The exercise ▸ Copy out every one of the rows below word for word, keeping each line, number, and punctuation mark unchanged.

>> BEGIN Records shown

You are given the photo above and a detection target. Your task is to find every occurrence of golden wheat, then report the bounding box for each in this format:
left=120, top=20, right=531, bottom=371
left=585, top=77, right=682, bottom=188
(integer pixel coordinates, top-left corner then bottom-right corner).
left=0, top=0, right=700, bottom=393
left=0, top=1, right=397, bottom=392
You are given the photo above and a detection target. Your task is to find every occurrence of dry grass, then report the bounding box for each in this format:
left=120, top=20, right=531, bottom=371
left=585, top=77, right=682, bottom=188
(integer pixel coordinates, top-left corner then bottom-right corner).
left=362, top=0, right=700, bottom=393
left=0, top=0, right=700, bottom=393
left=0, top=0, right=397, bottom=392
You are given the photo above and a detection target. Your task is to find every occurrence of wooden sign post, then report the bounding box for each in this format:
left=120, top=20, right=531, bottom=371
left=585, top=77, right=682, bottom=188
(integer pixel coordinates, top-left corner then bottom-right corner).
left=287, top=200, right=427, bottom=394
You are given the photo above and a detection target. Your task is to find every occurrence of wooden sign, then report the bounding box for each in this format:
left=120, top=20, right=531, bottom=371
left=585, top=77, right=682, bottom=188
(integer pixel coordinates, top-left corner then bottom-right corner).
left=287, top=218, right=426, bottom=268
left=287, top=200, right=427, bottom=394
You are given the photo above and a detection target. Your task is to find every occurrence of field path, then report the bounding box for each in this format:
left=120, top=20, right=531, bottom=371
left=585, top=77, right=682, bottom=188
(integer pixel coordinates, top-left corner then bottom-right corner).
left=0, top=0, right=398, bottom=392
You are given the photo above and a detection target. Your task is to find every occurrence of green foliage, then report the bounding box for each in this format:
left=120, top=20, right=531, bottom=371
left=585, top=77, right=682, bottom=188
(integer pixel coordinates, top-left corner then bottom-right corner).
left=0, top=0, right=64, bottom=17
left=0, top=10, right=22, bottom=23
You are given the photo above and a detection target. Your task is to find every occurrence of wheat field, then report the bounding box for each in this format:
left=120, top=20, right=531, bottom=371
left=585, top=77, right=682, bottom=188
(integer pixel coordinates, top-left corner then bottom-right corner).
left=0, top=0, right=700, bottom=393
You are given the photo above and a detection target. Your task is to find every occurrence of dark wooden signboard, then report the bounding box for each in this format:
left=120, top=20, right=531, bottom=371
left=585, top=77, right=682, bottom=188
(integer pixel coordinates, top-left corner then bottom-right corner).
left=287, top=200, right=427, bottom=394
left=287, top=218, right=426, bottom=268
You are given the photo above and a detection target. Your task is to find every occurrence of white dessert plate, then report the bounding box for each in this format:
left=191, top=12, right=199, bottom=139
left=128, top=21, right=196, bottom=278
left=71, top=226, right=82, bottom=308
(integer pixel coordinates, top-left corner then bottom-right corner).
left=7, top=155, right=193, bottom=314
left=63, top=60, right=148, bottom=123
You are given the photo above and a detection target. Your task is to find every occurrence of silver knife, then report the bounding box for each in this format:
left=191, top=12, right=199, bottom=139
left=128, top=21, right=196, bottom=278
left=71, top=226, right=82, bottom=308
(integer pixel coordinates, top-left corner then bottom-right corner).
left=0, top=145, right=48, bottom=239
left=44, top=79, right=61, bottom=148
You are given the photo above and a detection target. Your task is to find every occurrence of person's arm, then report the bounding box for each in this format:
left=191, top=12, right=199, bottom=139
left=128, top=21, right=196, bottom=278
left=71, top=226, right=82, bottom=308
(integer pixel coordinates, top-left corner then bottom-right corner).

>> END Records shown

Solution for this task ▸
You are given the photo above and a detection target. Your task is to find every occurrence of golden wheat, then report the bounding box for each in this format:
left=120, top=20, right=531, bottom=371
left=585, top=77, right=682, bottom=188
(integer pixel coordinates, top-left corner then bottom-right corner).
left=0, top=0, right=700, bottom=393
left=0, top=1, right=397, bottom=392
You are given the photo above and a detection target. Your task is to find every occurrence of dry grass, then report the bounding box for each in this format:
left=120, top=20, right=531, bottom=371
left=585, top=77, right=682, bottom=188
(integer pixel coordinates, top-left corner then bottom-right corner).
left=362, top=0, right=700, bottom=393
left=0, top=0, right=700, bottom=393
left=0, top=0, right=397, bottom=392
You are given the photo above and a detection target. Your task is to find every occurrence of wooden sign post, then report the bounding box for each in this format:
left=120, top=20, right=531, bottom=371
left=585, top=77, right=682, bottom=188
(integer pixel coordinates, top-left corner then bottom-right corner).
left=287, top=200, right=427, bottom=394
You are given the photo above and a detection target. Your task is to find every occurrence of wooden sign, then report the bounding box for each in this format:
left=120, top=20, right=531, bottom=371
left=585, top=77, right=682, bottom=188
(integer pixel coordinates, top-left corner then bottom-right corner).
left=287, top=218, right=426, bottom=268
left=287, top=200, right=427, bottom=394
You are given the photo above and a detection target. Your task is to find every occurrence of field path, then report the bounding box for each in this format:
left=120, top=20, right=531, bottom=371
left=585, top=77, right=682, bottom=188
(integer pixel coordinates, top-left corner then bottom-right corner).
left=0, top=0, right=398, bottom=392
You are given the photo above and a detection target. Your task is to find every occurrence of green foliage, then report the bounding box for each in this format:
left=120, top=20, right=531, bottom=371
left=585, top=77, right=682, bottom=188
(integer pixel coordinates, top-left corner then bottom-right corner).
left=0, top=0, right=64, bottom=17
left=0, top=10, right=22, bottom=23
You are given the photo above and a detection target. Your task is to find every occurrence of wheat field, then report the bounding box for each in this format:
left=120, top=20, right=531, bottom=371
left=585, top=77, right=682, bottom=188
(integer pixel coordinates, top-left corner then bottom-right corner).
left=0, top=0, right=700, bottom=393
You are given the photo above and a detection target. Your task is to find every occurrence of dark wooden signboard, then report the bounding box for each in this format:
left=120, top=20, right=531, bottom=371
left=585, top=77, right=682, bottom=188
(integer pixel coordinates, top-left corner then bottom-right corner).
left=287, top=200, right=427, bottom=394
left=287, top=218, right=426, bottom=268
You are given the photo above and a detection target. Your task is to find every occurrence of white dessert plate, then report the bounding box for each in this format:
left=191, top=12, right=199, bottom=139
left=128, top=21, right=196, bottom=278
left=71, top=226, right=82, bottom=308
(integer pixel coordinates, top-left corner then bottom-right corner).
left=7, top=155, right=193, bottom=314
left=63, top=60, right=148, bottom=123
You are given the photo above and a detection target. Your task is to find every occurrence of silver knife, then report the bounding box for each in this format:
left=191, top=12, right=199, bottom=139
left=128, top=21, right=196, bottom=278
left=71, top=226, right=82, bottom=308
(integer pixel coordinates, top-left corner then bottom-right corner).
left=0, top=145, right=48, bottom=239
left=44, top=79, right=61, bottom=148
You are given the photo above and a detection target. Your task is to find every occurrence of person's arm, then report the bounding box for each in this format:
left=191, top=12, right=199, bottom=139
left=128, top=21, right=196, bottom=278
left=71, top=226, right=82, bottom=308
(integer pixel coordinates, top-left corner then bottom-right corner).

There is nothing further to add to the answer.